» Directions for this task: Wherever the word "Target" appears in a line of the records, copy that line.

(Point-per-instance localization data)
^^^^^^^^

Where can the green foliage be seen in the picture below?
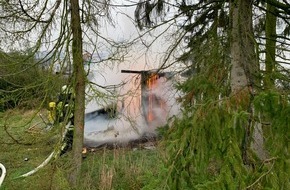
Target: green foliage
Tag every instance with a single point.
(23, 83)
(205, 147)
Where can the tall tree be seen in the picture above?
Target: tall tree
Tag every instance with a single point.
(59, 29)
(210, 145)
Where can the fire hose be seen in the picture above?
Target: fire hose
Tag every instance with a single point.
(47, 160)
(3, 173)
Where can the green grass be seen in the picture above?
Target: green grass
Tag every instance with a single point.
(23, 136)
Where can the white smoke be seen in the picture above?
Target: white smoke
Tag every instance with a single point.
(129, 123)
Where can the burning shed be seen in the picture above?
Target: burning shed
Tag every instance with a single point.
(155, 103)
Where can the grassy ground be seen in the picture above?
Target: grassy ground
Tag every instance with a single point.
(25, 144)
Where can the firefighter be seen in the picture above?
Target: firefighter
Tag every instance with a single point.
(51, 112)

^^^^^^^^

» Solution for this problem:
Target: green foliage
Target: tall tree
Target: fire hose
Target: green grass
Target: white smoke
Target: burning shed
Target: grassy ground
Target: firefighter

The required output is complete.